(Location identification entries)
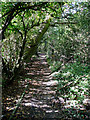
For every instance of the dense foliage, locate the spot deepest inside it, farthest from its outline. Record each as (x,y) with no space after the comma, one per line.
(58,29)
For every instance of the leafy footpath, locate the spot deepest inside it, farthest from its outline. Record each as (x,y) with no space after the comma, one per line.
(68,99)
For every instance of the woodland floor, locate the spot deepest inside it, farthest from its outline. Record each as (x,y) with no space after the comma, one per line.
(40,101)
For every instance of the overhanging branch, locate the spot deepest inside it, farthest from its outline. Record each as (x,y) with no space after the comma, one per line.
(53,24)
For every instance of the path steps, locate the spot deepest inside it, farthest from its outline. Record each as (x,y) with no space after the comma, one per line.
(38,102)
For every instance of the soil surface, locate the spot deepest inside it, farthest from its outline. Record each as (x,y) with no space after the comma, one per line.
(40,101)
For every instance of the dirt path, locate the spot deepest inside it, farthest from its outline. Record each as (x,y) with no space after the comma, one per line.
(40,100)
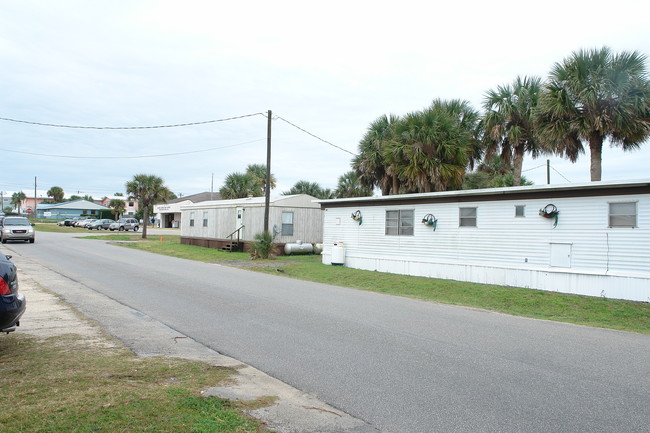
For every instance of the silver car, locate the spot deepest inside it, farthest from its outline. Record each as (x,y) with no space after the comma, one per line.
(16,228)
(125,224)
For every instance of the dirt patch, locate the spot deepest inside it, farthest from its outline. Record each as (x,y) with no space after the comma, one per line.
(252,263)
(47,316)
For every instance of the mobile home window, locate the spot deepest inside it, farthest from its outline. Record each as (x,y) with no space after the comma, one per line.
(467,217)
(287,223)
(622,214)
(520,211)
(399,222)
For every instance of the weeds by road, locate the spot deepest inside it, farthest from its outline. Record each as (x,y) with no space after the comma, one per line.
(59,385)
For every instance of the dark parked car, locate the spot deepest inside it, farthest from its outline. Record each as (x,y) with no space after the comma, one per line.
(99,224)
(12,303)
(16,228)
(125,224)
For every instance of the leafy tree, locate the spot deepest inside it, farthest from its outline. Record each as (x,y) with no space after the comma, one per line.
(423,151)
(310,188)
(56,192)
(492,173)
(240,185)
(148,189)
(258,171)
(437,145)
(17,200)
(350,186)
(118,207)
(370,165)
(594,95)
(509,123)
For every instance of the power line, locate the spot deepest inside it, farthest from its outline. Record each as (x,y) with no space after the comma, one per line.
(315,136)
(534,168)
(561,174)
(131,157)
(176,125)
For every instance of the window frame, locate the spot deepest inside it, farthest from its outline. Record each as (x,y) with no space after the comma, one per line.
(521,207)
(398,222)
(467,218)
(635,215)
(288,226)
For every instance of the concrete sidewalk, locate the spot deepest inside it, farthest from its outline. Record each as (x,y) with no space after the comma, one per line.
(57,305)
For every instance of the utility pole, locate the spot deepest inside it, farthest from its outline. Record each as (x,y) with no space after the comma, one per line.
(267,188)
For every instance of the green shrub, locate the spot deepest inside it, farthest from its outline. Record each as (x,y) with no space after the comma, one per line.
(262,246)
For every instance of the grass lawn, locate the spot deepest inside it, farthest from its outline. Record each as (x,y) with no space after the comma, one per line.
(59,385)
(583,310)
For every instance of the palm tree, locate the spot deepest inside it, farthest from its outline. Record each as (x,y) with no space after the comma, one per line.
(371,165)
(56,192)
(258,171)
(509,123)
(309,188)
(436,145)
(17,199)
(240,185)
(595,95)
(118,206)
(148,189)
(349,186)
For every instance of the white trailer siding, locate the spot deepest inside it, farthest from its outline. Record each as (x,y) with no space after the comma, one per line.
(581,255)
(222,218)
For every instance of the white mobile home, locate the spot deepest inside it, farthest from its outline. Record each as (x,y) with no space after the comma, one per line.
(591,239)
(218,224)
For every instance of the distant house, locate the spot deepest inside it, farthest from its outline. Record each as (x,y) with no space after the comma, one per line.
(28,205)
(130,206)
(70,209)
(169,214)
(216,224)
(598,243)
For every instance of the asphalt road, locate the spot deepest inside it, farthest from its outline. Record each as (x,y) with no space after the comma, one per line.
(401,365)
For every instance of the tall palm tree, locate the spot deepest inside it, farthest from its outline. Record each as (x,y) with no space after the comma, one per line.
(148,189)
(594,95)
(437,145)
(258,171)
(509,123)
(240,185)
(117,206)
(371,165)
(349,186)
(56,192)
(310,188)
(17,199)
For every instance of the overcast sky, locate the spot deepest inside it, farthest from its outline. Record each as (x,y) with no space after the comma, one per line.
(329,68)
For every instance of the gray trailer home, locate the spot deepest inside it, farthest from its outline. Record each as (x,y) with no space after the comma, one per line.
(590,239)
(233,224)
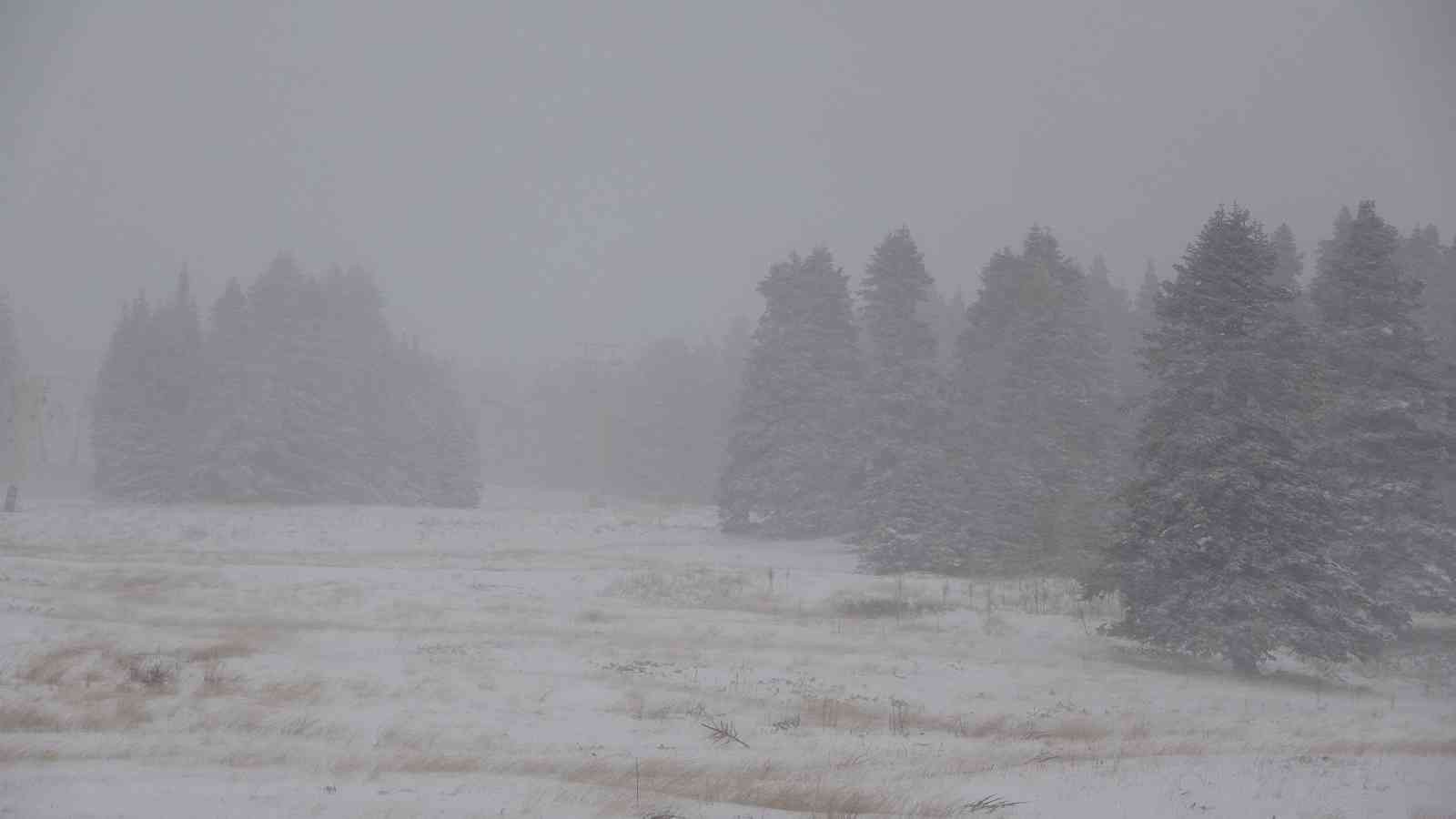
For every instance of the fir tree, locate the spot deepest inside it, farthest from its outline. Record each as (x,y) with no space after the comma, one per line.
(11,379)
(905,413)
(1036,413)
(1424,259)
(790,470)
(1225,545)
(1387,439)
--
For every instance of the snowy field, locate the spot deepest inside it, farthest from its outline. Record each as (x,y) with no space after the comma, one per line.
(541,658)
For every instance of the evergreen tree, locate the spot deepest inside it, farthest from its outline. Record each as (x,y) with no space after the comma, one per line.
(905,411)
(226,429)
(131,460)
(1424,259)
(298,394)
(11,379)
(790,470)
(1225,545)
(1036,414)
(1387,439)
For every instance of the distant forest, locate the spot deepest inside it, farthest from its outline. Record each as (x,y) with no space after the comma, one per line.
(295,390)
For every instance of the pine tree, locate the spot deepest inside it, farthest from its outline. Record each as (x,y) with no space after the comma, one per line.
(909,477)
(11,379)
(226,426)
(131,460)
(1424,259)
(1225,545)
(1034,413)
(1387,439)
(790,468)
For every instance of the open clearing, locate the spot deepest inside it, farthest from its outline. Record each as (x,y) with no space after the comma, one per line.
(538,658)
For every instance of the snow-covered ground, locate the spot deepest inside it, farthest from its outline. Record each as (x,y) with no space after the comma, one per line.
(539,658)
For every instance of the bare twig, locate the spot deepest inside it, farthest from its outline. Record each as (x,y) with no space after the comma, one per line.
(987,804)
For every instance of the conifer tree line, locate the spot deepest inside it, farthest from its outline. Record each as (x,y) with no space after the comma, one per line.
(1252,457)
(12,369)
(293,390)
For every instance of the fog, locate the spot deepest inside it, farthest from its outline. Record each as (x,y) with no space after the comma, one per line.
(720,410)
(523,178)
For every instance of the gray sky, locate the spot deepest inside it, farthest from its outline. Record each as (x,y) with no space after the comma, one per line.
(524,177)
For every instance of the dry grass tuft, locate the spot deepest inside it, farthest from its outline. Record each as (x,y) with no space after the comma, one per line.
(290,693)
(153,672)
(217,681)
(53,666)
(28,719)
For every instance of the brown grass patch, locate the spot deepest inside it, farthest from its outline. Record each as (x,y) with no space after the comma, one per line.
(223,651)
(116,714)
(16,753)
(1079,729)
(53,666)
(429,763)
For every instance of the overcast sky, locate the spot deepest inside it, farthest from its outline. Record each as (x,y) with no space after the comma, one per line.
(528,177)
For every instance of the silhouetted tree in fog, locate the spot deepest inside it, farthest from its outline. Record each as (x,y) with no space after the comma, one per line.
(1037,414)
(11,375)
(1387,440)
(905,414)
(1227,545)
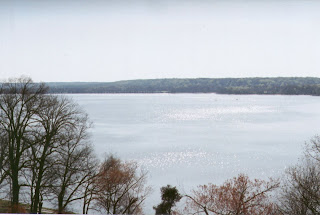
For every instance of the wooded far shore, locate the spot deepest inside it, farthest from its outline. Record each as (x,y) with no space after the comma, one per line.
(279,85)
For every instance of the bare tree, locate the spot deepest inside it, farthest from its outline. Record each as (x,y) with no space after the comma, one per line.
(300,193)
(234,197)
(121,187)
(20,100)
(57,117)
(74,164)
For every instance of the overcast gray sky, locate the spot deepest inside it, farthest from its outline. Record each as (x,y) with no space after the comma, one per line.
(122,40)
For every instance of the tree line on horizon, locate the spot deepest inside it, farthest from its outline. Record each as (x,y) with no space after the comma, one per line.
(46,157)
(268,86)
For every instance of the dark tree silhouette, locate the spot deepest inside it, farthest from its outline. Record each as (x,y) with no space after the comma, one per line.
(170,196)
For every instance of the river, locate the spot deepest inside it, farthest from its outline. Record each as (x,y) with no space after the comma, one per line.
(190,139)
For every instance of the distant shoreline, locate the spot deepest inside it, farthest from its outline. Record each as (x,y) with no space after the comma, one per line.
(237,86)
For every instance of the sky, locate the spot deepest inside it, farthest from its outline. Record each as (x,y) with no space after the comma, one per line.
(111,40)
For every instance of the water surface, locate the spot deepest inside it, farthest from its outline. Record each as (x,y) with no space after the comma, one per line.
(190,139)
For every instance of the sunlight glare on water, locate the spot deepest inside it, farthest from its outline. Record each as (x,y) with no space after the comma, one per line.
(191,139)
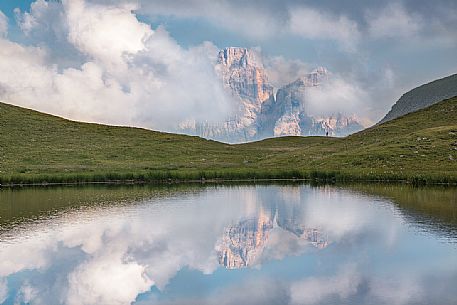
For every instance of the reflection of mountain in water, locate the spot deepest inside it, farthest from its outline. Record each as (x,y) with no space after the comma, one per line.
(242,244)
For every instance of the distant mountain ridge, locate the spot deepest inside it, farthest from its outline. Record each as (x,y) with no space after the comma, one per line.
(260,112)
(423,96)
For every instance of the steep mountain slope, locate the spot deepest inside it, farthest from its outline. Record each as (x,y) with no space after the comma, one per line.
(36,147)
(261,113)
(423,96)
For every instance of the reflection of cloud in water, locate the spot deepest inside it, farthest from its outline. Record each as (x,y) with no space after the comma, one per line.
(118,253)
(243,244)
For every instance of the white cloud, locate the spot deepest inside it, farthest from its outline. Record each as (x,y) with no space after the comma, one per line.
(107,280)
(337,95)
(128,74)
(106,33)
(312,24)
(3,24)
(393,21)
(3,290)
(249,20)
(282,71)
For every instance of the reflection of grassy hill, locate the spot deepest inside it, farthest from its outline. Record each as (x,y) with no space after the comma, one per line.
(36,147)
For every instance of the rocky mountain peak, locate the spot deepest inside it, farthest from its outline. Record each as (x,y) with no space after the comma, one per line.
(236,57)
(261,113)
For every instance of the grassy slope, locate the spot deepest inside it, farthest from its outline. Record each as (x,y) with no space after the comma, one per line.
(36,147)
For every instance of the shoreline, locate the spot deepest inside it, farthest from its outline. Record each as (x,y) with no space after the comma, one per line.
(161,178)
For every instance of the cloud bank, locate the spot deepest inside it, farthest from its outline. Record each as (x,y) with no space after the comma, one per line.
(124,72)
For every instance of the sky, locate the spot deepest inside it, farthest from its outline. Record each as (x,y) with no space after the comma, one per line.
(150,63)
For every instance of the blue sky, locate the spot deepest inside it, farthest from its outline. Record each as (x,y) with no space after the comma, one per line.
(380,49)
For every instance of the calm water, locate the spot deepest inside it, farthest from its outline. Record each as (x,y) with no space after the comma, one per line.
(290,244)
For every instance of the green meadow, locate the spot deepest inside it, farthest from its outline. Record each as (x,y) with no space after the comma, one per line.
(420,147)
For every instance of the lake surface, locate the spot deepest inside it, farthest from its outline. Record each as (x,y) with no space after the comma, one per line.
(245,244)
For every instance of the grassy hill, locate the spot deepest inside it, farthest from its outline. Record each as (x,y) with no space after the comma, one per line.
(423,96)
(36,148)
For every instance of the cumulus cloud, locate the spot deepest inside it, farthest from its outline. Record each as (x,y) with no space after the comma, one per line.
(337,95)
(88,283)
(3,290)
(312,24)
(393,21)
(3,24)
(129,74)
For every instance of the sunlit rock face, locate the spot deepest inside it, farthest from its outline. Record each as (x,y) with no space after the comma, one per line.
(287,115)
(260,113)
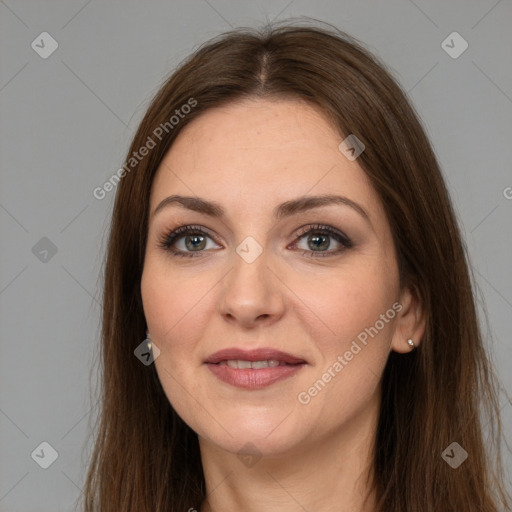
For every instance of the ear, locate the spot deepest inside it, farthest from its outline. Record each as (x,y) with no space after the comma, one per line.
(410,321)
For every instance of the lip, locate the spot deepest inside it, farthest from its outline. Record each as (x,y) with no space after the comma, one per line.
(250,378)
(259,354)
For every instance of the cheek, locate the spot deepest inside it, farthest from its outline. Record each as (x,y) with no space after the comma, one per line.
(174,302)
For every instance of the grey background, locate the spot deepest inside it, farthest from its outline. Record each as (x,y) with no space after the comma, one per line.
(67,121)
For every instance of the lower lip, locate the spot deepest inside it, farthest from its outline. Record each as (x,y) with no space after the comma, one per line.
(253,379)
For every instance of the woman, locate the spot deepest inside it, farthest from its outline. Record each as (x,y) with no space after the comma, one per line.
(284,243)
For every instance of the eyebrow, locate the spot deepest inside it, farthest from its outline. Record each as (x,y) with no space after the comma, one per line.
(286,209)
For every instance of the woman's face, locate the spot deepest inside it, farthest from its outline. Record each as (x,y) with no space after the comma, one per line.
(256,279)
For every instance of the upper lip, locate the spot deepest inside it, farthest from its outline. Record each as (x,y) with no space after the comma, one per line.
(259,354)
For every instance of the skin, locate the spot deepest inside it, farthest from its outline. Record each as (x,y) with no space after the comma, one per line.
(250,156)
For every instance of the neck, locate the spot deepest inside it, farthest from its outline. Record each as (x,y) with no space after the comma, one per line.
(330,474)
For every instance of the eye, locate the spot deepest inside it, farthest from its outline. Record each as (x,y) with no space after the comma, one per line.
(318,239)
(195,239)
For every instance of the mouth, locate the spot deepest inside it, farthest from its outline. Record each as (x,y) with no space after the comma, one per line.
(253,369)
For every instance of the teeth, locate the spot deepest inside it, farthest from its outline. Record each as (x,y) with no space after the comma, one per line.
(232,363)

REQUIREMENT:
Please pull out each line of the records that includes the word "hill", and copy those lines unchanged.

SOLUTION FOR THIS EXERCISE:
For every instance of the reflection of grassy hill, locate the spot deepest inside it, farthest from its outline. Record each as (x,y) with no space after the comma, one per line.
For every instance of the grassy hill, locate the spot deepest inside it, farthest from its outline. Record each as (x,y) with no space after the comma, one per line.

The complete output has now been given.